What you will do:
Print every one of the following rows word for word, leaving out the pictures.

Information given:
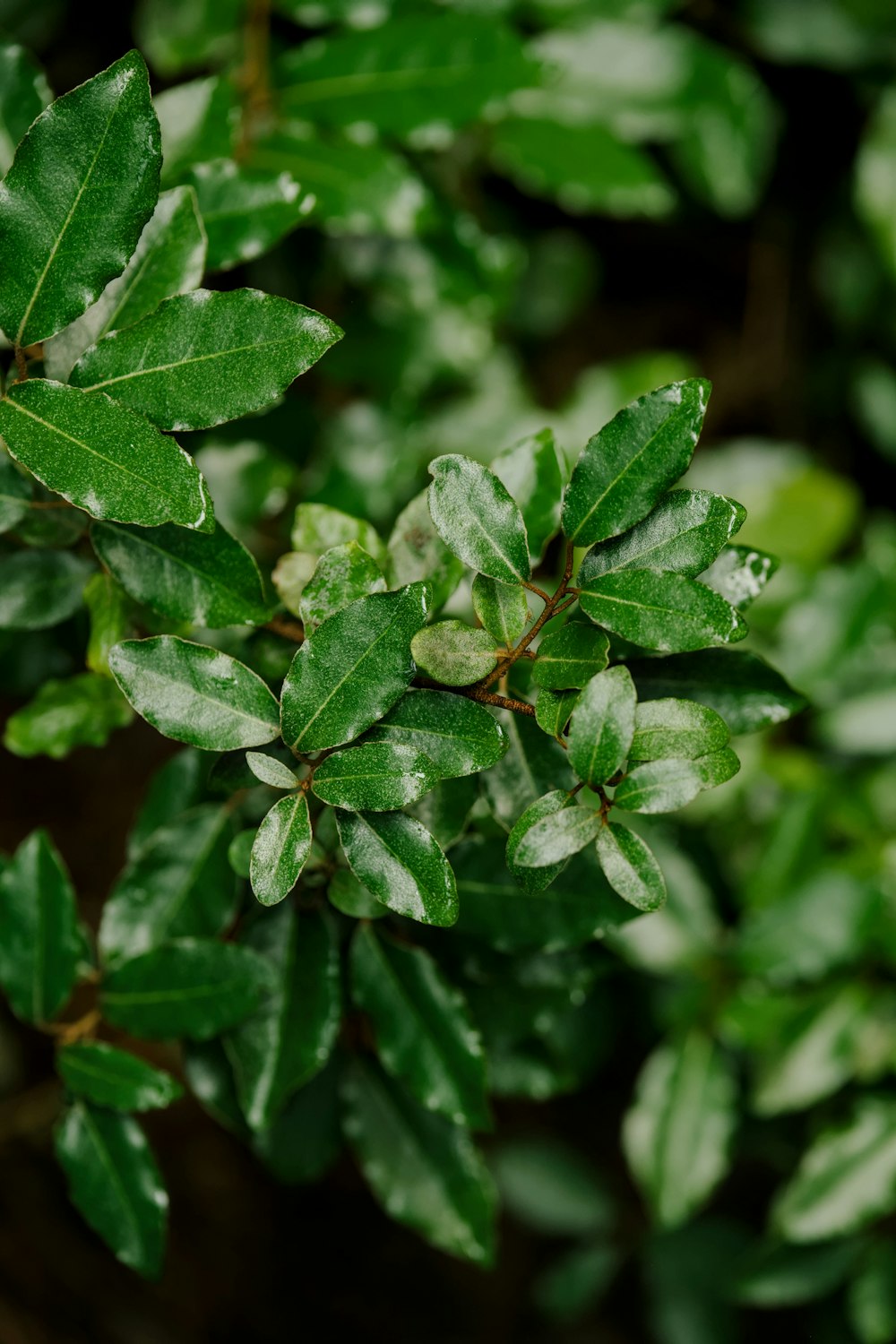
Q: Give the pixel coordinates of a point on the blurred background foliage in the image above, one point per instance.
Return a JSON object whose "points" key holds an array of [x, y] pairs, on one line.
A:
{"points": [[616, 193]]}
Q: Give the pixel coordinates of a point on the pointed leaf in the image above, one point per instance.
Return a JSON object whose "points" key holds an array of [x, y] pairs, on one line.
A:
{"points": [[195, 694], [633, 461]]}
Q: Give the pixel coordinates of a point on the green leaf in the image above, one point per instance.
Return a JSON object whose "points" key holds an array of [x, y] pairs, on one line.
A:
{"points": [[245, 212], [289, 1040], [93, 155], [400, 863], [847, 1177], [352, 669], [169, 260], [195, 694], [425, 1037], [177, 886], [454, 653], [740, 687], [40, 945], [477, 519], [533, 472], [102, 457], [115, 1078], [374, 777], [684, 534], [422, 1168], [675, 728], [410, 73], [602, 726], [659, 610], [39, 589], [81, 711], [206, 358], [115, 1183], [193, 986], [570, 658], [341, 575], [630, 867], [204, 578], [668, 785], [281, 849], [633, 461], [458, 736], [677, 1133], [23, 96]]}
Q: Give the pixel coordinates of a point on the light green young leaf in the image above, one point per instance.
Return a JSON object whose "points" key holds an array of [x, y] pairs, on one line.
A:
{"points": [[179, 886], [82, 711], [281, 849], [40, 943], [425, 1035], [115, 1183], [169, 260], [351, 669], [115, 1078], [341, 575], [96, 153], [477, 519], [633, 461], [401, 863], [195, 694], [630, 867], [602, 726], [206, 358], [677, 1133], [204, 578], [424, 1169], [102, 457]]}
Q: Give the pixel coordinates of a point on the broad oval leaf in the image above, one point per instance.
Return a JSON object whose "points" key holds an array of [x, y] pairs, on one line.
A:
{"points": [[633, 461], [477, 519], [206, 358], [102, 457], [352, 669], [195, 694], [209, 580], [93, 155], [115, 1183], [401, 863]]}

Task result:
Q: Give the pixel coordinates of a point on the blurred background foliage in the image above, one point per instance.
Return a JSON object whose "points" key holds an array of [x, y] pairs, on one line.
A:
{"points": [[616, 193]]}
Q: Give the pixel coordinates of a point on the pointed leaf in the image above, one point per instance.
Return a JSON object whose "points" key holds an array of [x, y] pairs, on one line.
A:
{"points": [[195, 694], [633, 461]]}
Q: Give the pixel coordinates of a point on the green leaf in the image above, one point per instance.
Return a JSON object whose "points" key holds an array of [x, y] pairs, on one line.
A:
{"points": [[245, 212], [289, 1040], [93, 155], [400, 863], [847, 1177], [352, 669], [169, 260], [195, 694], [425, 1037], [177, 886], [454, 653], [740, 687], [40, 945], [477, 519], [533, 472], [102, 457], [115, 1078], [374, 777], [684, 534], [422, 1168], [675, 728], [410, 73], [602, 726], [659, 610], [39, 589], [81, 711], [206, 358], [115, 1183], [193, 986], [570, 658], [341, 575], [630, 867], [204, 578], [668, 785], [281, 849], [633, 461], [458, 736], [677, 1133], [23, 96]]}
Q: Give the pixel coordinates of a point on the light green young leaf in the image above, one point per instance.
Return a JSON object whose "points" key holds an array of [x, y] pairs, on one line.
A:
{"points": [[179, 886], [82, 711], [281, 849], [40, 943], [425, 1035], [115, 1183], [169, 260], [351, 669], [115, 1078], [341, 575], [96, 153], [477, 519], [633, 461], [401, 863], [195, 694], [630, 867], [602, 726], [206, 358], [677, 1133], [204, 578], [424, 1169], [102, 457]]}
Q: Give the pixel coordinates of a point on the broad oval leaf in the image above, one point per instance.
Return a JSON object whose "points" key holds an array of [x, y] pairs, on one line.
A:
{"points": [[633, 461], [477, 519], [206, 358], [102, 457], [352, 669], [195, 694], [209, 580], [93, 155], [115, 1183], [401, 863]]}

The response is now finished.